Supplied entries →
####

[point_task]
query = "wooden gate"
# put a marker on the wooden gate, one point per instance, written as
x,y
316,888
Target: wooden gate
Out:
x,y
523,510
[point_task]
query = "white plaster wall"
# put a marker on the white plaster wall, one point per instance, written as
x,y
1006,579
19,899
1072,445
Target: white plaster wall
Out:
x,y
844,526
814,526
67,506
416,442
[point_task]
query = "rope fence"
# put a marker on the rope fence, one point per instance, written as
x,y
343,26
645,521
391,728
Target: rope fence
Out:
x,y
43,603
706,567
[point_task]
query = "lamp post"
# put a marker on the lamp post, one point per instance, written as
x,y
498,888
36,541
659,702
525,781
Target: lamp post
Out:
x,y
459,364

####

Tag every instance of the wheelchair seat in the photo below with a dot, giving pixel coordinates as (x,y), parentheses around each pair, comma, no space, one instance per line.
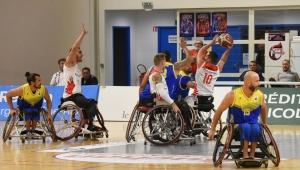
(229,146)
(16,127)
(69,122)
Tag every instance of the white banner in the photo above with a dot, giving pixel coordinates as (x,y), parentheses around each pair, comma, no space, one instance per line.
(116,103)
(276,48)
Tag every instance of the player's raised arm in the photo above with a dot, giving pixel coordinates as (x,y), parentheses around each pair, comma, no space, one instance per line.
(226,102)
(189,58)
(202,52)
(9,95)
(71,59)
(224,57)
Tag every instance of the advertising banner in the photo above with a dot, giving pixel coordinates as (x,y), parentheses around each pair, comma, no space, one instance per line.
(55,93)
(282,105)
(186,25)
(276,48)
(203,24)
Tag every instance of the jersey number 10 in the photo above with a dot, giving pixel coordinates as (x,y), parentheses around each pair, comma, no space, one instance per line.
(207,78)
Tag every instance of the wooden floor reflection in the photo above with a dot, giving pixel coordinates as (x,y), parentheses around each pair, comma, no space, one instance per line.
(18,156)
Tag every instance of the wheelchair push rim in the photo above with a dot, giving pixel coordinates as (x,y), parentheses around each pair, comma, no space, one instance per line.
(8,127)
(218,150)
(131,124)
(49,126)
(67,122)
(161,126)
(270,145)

####

Working from the entries above, find every line in which the word "gate" occurs and copy it.

query = "wooden gate"
# put a marker on the wooden gate, one point per instance, written as
Target: wooden gate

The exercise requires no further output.